Think of a polymorphic type as a function from a concrete type to a value; you can literally do this if you enable the TypeApplications extension.
Prelude> :set -XTypeApplications
Prelude> :{
Prelude| f :: Num a => a
Prelude| f = 1
Prelude| :}
Prelude> :t f
f :: Num a => a
Prelude> :t f #Int
f #Int :: Int
Prelude> f #Int
1
Prelude> :t f #Float
f #Float :: Float
Prelude> f #Float
1.0
Prelude> :t f #Rational
f #Rational :: Rational
Prelude> f #Rational
1 % 1
The reason these all work is because you promised that you could pass any type with a Num instance to f, and it could return a value of that type. But if you had been allowed to say f = 1.0, there is no way that f #Int could, in fact, return an Int, because 1.0 simply is not capable of producing an Int.

When values with polymorphic types like Num a => a are involved, there are two sides. The source of the value, and the use of the value. One side gets the flexibility to choose any specific type compatible with the polymorphic type (like using Float for Num a => a). The other side is restricted to using code that will work regardless of which specific type is involved - it can only make use of features that will work for every type compatible with the polymorphic type.
There is no free lunch; both sides cannot have the same freedom to pick any compatible type they like.
This is just as true for object-oriented subclass polymorphism, however OO polymorphism rules give the flexibility to the source side, and put all the restrictions on the use side (except for generics, which works like parametric polymorphism), while Haskell's parametric polymorphism gives the flexibility to the use side, and puts all the restrictions on the source side.
For example in an OO language with a general number class Num, and Int and Double as subclasses of this, then a method returning something of type Num would work the way you're expecting. You can return 1.0 :: Double, but the caller can't use any methods on the value that are provided specifically by Double (like say one that splits off the fractional part) because the caller must be programmed to work the same whether you return an Int or a Double (or even any brand new subclass of Num that is private to your code, that the caller cannot possibly know about).
Polymorphism in Haskell is based on type parameters rather than subtyping, which switches things around. The place in the code where f :: Num a => a is used has the freedom to demand any particular choice for a (subject to the Num constraint), and the code for f that is the source of the value must be programmed to work regardless of the use-site's choice. The use-site is even free to demand values of a type that is private to the code using f, that the implementer of f cannot possibly know about. (I can literally open up a new file, make any bizarre new type I like and give it an instance for Num, and any of the standard library functions written years ago that are polymorphic in Num will work with my type)
So this works:
f :: Float
f = 1.0
Because there are no type variables, so both source and use-site simply have to treat this as a Float. But this does not:
f :: Num a => a
f = 1.0
Because the place where f is used can demand any valid choice for a, and this code must be able to work for that choice. (It would not work when Int is chosen, for example, so the compiler must reject this definition of f). But this does work:
f :: Fractional a => a
f = 1.0
Because now the use site is only free to demand any type that is in Fractional, which excludes the ones (like Int) that floating point literals like 1.0 cannot support.

[Work to complete]:
1. Answer these questions about the Haskell explanation:
(a) Which extension lets you treat a polymorphic type as a function from a concrete type to a value?
(b) Under object-oriented subclass polymorphism, which side gets the flexibility?
(c) With which type signature does the definition f = 1.0 work while still using a type variable?
2. Duplicate the part of the Haskell explanation from "There is no free" up to and including "the source side.".

[Records shown]:
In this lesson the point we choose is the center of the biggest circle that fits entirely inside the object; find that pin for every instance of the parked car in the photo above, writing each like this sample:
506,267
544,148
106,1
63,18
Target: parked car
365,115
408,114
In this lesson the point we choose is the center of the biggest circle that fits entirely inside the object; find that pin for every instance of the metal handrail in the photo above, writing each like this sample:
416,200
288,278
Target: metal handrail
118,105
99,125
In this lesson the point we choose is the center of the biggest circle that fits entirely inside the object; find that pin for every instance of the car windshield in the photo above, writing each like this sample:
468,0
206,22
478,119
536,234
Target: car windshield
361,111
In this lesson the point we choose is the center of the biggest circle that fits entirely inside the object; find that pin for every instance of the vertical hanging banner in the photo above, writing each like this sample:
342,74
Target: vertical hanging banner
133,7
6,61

...

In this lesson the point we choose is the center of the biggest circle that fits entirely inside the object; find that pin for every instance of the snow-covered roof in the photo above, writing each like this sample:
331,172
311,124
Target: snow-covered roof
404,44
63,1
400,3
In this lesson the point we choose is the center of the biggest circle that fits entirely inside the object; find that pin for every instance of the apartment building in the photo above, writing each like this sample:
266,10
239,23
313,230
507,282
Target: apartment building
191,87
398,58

* * *

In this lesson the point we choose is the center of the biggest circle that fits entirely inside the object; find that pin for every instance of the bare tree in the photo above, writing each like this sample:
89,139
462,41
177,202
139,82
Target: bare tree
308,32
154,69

[Problem solutions]:
1.
(a) TypeApplications
(b) The source side
(c) f :: Fractional a => a

2.
There is no free lunch; both sides cannot have the same freedom to pick any compatible type they like.
This is just as true for object-oriented subclass polymorphism, however OO polymorphism rules give the flexibility to the source side, and put all the restrictions on the use side (except for generics, which works like parametric polymorphism), while Haskell's parametric polymorphism gives the flexibility to the use side, and puts all the restrictions on the source side.